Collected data
+++

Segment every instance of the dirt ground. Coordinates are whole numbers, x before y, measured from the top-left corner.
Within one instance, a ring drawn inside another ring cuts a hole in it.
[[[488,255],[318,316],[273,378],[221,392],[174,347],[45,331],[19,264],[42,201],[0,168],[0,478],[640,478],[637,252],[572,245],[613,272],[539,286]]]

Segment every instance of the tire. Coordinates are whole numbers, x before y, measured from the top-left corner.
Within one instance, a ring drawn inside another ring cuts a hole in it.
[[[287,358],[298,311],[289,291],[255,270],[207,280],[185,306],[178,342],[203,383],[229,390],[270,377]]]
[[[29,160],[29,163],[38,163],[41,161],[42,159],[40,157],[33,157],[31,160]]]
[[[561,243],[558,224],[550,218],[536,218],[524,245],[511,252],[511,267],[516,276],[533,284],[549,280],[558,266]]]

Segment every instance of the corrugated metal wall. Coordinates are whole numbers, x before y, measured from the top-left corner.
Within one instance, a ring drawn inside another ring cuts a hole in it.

+++

BRIEF -
Identify how many lines in the entries above include the string "numbers", then state that number alone.

TASK OUTPUT -
3